> PROMPT: Write out the entries below again, swapping every "Expected output" for "Desired output" and leaving everything else untouched.

◆ ◆ ◆

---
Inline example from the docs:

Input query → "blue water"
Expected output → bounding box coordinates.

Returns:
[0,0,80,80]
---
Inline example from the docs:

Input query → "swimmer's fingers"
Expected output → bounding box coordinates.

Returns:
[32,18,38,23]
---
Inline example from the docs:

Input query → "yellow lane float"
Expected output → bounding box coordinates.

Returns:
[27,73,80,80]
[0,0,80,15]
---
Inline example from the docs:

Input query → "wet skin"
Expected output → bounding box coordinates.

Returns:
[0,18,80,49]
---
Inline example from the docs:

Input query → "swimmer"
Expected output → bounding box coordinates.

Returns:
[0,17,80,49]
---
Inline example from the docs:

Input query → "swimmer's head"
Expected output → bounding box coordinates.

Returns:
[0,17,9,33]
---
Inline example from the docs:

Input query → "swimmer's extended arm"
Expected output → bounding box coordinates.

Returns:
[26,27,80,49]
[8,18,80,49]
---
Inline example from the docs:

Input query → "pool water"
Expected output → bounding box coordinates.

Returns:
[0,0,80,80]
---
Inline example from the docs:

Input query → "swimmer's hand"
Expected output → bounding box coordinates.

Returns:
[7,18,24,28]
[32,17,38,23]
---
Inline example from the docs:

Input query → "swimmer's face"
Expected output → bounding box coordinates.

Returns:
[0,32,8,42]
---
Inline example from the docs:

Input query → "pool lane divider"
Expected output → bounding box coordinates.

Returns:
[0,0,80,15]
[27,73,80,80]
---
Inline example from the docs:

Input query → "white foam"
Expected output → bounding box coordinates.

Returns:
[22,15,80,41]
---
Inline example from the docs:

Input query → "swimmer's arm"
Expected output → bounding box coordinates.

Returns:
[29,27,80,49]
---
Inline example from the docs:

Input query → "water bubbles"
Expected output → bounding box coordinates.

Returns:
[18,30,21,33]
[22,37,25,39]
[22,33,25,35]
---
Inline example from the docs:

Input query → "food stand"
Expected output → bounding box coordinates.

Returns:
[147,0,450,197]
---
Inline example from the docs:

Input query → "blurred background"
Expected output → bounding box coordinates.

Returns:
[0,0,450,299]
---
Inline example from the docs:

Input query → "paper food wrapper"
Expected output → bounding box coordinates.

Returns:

◆ ◆ ◆

> SOLUTION FOR THIS TASK:
---
Inline example from the docs:

Input query → "blue water"
Desired output → bounding box coordinates.

Returns:
[0,0,80,80]
---
Inline example from the docs:

Input query → "swimmer's fingers"
Desired output → bounding box coordinates.

Returns:
[32,18,38,23]
---
Inline example from the docs:

Input query → "yellow lane float"
Desired output → bounding box coordinates.

Returns:
[27,73,80,80]
[0,0,80,15]
---
Inline example from the docs:

Input query → "wet skin"
Desired output → bounding box coordinates.

Returns:
[0,18,80,49]
---
Inline example from the docs:

Input query → "swimmer"
Desired output → bounding box coordinates.

Returns:
[0,17,80,49]
---
Inline example from the docs:

Input query → "swimmer's head"
Desired output → bounding box coordinates.

Returns:
[0,17,9,33]
---
Inline example from the docs:

Input query → "swimmer's extended arm"
Desired output → bounding box coordinates.

Returns:
[26,27,80,49]
[8,18,80,49]
---
Inline example from the docs:

Input query → "pool water"
Desired output → bounding box coordinates.

Returns:
[0,0,80,80]
---
Inline example from the docs:

Input query → "swimmer's hand"
Desired output → bounding box coordinates.

Returns:
[7,18,24,28]
[32,17,38,23]
---
Inline example from the docs:

Input query → "swimmer's face"
Desired output → bounding box coordinates.

Returns:
[0,32,8,42]
---
Inline example from the docs:

Input query → "pool lane divider"
Desired output → bounding box coordinates.

Returns:
[0,0,80,15]
[27,73,80,80]
---
Inline example from the docs:

Input query → "white foam"
Desired output → bounding box coordinates.

Returns:
[22,15,80,41]
---
Inline example from the docs:

Input query → "swimmer's arm"
Desired output → bounding box coordinates.

Returns:
[29,27,80,49]
---
Inline example from the docs:

Input query → "water bubbles"
Desired output → bounding box coordinates.

Returns:
[18,30,21,33]
[22,37,25,39]
[22,33,25,35]
---
Inline example from the docs:

Input query → "food stand"
Desired output → bounding box coordinates.

Returns:
[147,0,450,197]
---
Inline example from the docs:

Input query → "blurred background"
Desired output → bounding box coordinates.

Returns:
[0,0,450,299]
---
Inline example from the docs:

Input query → "paper food wrapper"
Desired output → bounding box coordinates.

Returns:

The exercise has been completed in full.